Print, exactly as written, the line containing "Given the image above, locate every oat" and every line after it, ending with the final line of the data below.
--
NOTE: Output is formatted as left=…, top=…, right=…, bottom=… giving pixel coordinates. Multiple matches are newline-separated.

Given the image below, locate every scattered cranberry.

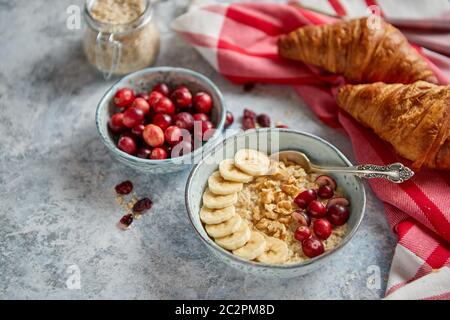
left=294, top=189, right=317, bottom=209
left=276, top=122, right=289, bottom=128
left=152, top=113, right=172, bottom=131
left=131, top=97, right=150, bottom=114
left=294, top=226, right=311, bottom=242
left=120, top=213, right=134, bottom=227
left=327, top=204, right=350, bottom=226
left=143, top=124, right=165, bottom=147
left=307, top=200, right=327, bottom=218
left=123, top=107, right=144, bottom=128
left=109, top=113, right=125, bottom=132
left=313, top=219, right=332, bottom=240
left=133, top=198, right=153, bottom=213
left=131, top=124, right=145, bottom=137
left=257, top=114, right=271, bottom=127
left=242, top=117, right=255, bottom=130
left=225, top=111, right=234, bottom=128
left=137, top=147, right=152, bottom=159
left=152, top=83, right=170, bottom=96
left=153, top=97, right=175, bottom=114
left=194, top=92, right=213, bottom=113
left=174, top=112, right=194, bottom=131
left=164, top=126, right=183, bottom=145
left=148, top=91, right=164, bottom=107
left=114, top=88, right=135, bottom=108
left=193, top=113, right=209, bottom=122
left=118, top=136, right=137, bottom=155
left=302, top=237, right=324, bottom=258
left=150, top=147, right=168, bottom=160
left=171, top=86, right=192, bottom=109
left=243, top=108, right=256, bottom=120
left=318, top=185, right=334, bottom=199
left=291, top=210, right=311, bottom=226
left=115, top=180, right=133, bottom=195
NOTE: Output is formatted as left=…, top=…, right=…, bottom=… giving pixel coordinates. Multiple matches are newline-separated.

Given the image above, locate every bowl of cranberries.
left=96, top=67, right=226, bottom=173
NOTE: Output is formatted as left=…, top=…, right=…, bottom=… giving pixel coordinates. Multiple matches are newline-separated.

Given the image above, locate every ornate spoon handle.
left=312, top=162, right=414, bottom=183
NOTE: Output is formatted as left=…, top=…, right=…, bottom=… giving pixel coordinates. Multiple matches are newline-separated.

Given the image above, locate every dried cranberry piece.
left=133, top=197, right=153, bottom=213
left=115, top=180, right=133, bottom=195
left=257, top=114, right=271, bottom=127
left=120, top=214, right=134, bottom=227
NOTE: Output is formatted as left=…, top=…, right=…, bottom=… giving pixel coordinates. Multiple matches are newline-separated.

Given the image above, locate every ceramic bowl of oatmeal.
left=185, top=128, right=366, bottom=277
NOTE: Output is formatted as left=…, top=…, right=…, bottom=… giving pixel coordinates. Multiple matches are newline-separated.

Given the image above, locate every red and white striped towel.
left=172, top=1, right=450, bottom=299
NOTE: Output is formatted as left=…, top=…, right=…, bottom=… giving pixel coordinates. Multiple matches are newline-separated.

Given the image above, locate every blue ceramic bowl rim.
left=185, top=128, right=366, bottom=270
left=95, top=67, right=227, bottom=165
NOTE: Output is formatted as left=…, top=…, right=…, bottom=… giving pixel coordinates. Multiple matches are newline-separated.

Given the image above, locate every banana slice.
left=205, top=213, right=242, bottom=238
left=234, top=149, right=270, bottom=176
left=200, top=205, right=236, bottom=225
left=232, top=231, right=266, bottom=261
left=215, top=222, right=251, bottom=250
left=208, top=171, right=243, bottom=195
left=219, top=159, right=254, bottom=183
left=256, top=237, right=289, bottom=264
left=202, top=188, right=237, bottom=209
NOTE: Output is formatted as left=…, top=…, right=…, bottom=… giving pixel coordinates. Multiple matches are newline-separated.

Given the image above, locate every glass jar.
left=83, top=0, right=160, bottom=79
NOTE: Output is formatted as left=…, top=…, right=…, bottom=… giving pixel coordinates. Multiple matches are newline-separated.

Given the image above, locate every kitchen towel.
left=172, top=0, right=450, bottom=299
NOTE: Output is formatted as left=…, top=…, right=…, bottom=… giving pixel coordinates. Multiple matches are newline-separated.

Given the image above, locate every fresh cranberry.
left=193, top=113, right=209, bottom=122
left=137, top=92, right=150, bottom=102
left=150, top=147, right=168, bottom=160
left=315, top=175, right=337, bottom=190
left=318, top=185, right=334, bottom=199
left=302, top=237, right=324, bottom=258
left=153, top=97, right=175, bottom=114
left=313, top=219, right=332, bottom=240
left=171, top=86, right=192, bottom=109
left=164, top=126, right=183, bottom=145
left=136, top=147, right=152, bottom=159
left=327, top=204, right=350, bottom=226
left=199, top=120, right=215, bottom=141
left=327, top=197, right=350, bottom=209
left=291, top=210, right=311, bottom=226
left=109, top=113, right=125, bottom=132
left=172, top=140, right=192, bottom=157
left=294, top=189, right=317, bottom=209
left=131, top=124, right=145, bottom=137
left=123, top=107, right=144, bottom=128
left=131, top=97, right=150, bottom=114
left=294, top=226, right=311, bottom=242
left=225, top=111, right=234, bottom=128
left=194, top=92, right=213, bottom=113
left=257, top=114, right=271, bottom=127
left=174, top=112, right=194, bottom=131
left=114, top=88, right=135, bottom=108
left=307, top=200, right=327, bottom=218
left=152, top=83, right=170, bottom=96
left=242, top=117, right=255, bottom=130
left=119, top=214, right=134, bottom=227
left=118, top=136, right=137, bottom=155
left=133, top=198, right=153, bottom=213
left=115, top=180, right=133, bottom=195
left=243, top=108, right=256, bottom=120
left=152, top=113, right=172, bottom=131
left=148, top=91, right=164, bottom=107
left=143, top=124, right=165, bottom=147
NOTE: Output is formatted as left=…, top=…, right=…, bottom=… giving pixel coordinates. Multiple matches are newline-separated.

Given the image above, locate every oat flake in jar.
left=83, top=0, right=160, bottom=78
--
#### Answer area
Given the image above, locate every oat flake in jar.
left=83, top=0, right=160, bottom=78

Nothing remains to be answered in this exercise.